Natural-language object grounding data
== Segment start ==

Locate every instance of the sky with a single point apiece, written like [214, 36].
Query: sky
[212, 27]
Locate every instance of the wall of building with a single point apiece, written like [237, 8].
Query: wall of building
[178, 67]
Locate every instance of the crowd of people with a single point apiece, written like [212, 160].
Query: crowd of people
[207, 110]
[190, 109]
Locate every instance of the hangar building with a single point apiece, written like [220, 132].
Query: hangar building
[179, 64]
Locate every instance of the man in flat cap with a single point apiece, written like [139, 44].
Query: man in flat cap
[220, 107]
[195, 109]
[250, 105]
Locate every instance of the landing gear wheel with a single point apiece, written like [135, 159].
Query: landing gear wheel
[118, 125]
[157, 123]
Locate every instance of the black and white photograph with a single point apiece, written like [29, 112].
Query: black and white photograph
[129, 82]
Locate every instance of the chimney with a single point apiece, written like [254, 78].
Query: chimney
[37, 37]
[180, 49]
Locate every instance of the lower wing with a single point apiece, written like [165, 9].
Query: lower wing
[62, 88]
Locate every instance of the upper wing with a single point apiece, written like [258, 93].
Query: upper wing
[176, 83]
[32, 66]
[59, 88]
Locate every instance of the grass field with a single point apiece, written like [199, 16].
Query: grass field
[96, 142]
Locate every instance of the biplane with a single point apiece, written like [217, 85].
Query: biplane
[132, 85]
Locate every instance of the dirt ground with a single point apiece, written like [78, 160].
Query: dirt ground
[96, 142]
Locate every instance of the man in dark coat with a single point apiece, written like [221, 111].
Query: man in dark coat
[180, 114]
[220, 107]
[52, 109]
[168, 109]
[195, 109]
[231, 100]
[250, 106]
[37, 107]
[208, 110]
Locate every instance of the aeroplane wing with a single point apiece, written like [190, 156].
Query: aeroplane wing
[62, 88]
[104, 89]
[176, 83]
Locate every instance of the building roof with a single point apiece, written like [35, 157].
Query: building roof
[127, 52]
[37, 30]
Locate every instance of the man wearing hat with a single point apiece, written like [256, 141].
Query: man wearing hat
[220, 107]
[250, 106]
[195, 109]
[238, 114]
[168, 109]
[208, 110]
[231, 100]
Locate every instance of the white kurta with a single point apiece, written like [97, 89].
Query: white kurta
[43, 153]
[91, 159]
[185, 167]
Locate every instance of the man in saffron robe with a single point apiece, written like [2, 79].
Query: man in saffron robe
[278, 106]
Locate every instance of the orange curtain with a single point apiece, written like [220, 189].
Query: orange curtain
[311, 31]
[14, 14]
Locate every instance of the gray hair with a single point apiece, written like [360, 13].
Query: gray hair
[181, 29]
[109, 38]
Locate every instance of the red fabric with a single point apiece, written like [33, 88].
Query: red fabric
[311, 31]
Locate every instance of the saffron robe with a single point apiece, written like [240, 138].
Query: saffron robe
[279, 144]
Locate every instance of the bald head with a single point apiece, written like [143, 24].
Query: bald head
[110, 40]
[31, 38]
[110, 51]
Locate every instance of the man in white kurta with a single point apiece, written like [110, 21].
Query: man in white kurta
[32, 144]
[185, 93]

== Segment end ==

Assignment: Set all of the entries down again, exactly as they were given.

Solution for this problem:
Locate every instance of the sky with a single point apiece, written like [214, 36].
Query: sky
[212, 27]
Locate every instance of the wall of building with a single point apiece, written like [237, 8].
Query: wall of building
[178, 67]
Locate every instance of the crowd of people with a single point apiece, written like [212, 160].
Query: crowd of people
[207, 110]
[190, 109]
Locate every instance of the hangar building with a single point apiece, written like [220, 132].
Query: hangar building
[179, 64]
Locate every instance of the man in flat cap with a single point apiece, written like [139, 44].
Query: man in flat cap
[220, 107]
[195, 109]
[250, 105]
Locate every instance of the landing gear wheel with a single point apiece, written like [135, 159].
Query: landing gear wheel
[118, 125]
[157, 123]
Locate every instance of the black and white photograph with a single point apiece, written like [29, 112].
Query: black and white photograph
[129, 82]
Locate every instance of the chimney with a single point apiece, written like [254, 78].
Query: chimney
[37, 37]
[180, 49]
Locate every instance of the lower wing with a single point apiece, written like [165, 9].
Query: lower wing
[62, 88]
Locate every instance of the upper wing with a single point apiece, written like [258, 93].
Query: upper wing
[176, 83]
[32, 66]
[59, 88]
Locate every instance of the grass field with a single point apiece, written like [199, 16].
Query: grass field
[96, 142]
Locate every instance of the biplane with a single point apiece, written like [217, 85].
Query: biplane
[132, 85]
Locate every instance of the dirt ground with a single point apiece, written like [78, 160].
Query: dirt ground
[96, 142]
Locate every instance of the man in dark coat with a single point apiece, written like [221, 111].
Query: man in dark coat
[180, 114]
[220, 107]
[52, 109]
[168, 109]
[195, 109]
[231, 100]
[250, 106]
[37, 107]
[208, 110]
Locate every instance of the aeroplane wing with a single point apiece, written like [190, 156].
Query: aeroplane wing
[62, 88]
[104, 89]
[176, 83]
Locate every instance of the building roof with a single point apiece, written like [35, 157].
Query: building roof
[127, 52]
[37, 30]
Locate every instance of the man wearing hat with a single point apiece, written like [256, 141].
Query: man wearing hat
[220, 107]
[250, 106]
[195, 109]
[238, 114]
[168, 109]
[208, 110]
[231, 100]
Locate every instance of the white kurta with a single point apiece, written like [97, 89].
Query: white kurta
[43, 153]
[91, 159]
[185, 167]
Locate every instance of the man in saffron robe with a single point apiece, written like [2, 79].
Query: man in saffron robe
[278, 106]
Locate every instance of the orange curtain with a single point apiece, written like [220, 189].
Query: orange curtain
[311, 31]
[14, 14]
Locate every instance of the gray hair with a single point apiece, written like [360, 13].
Query: gray hair
[181, 29]
[109, 38]
Locate every instance of the red fabric with a single point apiece, written like [33, 88].
Query: red fabric
[311, 31]
Locate every instance of the saffron robe with a single point apiece, written like [240, 138].
Query: saffron robe
[279, 144]
Locate every instance of the bald head with a single point apiece, written like [143, 24].
Query: bald head
[110, 40]
[31, 38]
[110, 51]
Locate every instance of the man in white kurta with a single point apiece, written like [110, 21].
Query: man in white kurta
[32, 144]
[185, 93]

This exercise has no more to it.